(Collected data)
Start
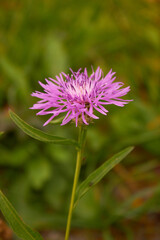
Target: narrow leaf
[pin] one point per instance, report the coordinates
(38, 134)
(99, 173)
(23, 231)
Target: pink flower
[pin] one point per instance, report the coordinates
(79, 95)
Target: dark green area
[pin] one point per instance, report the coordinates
(39, 39)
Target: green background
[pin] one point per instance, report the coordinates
(39, 39)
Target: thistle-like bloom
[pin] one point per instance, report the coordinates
(78, 95)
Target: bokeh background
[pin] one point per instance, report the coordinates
(39, 39)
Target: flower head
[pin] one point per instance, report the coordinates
(79, 95)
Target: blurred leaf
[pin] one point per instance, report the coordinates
(39, 171)
(18, 226)
(57, 121)
(99, 173)
(55, 58)
(38, 134)
(141, 138)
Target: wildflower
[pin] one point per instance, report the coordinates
(79, 95)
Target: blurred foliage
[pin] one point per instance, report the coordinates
(39, 39)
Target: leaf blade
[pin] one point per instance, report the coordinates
(18, 226)
(99, 173)
(38, 134)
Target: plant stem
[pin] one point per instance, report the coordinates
(81, 138)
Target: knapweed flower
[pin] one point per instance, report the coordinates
(79, 95)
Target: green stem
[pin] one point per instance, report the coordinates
(82, 133)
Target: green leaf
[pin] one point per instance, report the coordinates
(18, 226)
(38, 134)
(99, 173)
End
YOUR TASK
Could you echo these lines exactly as they appear, leaving the pictures out of your answer?

RESULT
Target: narrow leaf
[pin] one point per instance, report the coordinates
(38, 134)
(99, 173)
(23, 231)
Target: pink flower
[pin] one point per instance, report the coordinates
(79, 95)
Target: dark green area
[pin] one point per instance, report the coordinates
(39, 39)
Target: green background
[pin] one point per instance, report the coordinates
(39, 39)
Target: thistle-like bloom
[pin] one point per instance, report the coordinates
(78, 95)
Target: bokeh background
[pin] one point per instance, report the coordinates
(39, 39)
Target: flower head
[pin] one point per instance, report the coordinates
(79, 95)
Target: blurred leaf
[pin] one point per instance, report the coordinates
(39, 171)
(18, 226)
(57, 121)
(99, 173)
(55, 58)
(38, 134)
(141, 138)
Target: wildflower
[pin] one point per instance, report the coordinates
(79, 95)
Target: blurred foliage
[pin] one point per instance, report the coordinates
(39, 39)
Target: leaf blade
[pin] one point per instance, report the coordinates
(18, 226)
(99, 173)
(38, 134)
Target: plant stem
[pin] one point per instance, report the coordinates
(81, 138)
Target: knapweed flower
[pin] one point per instance, report the coordinates
(79, 95)
Target: green stem
[pin] one point per instance, report the coordinates
(82, 133)
Target: green leaf
[pin] one point per instance, report the coordinates
(18, 226)
(38, 134)
(99, 173)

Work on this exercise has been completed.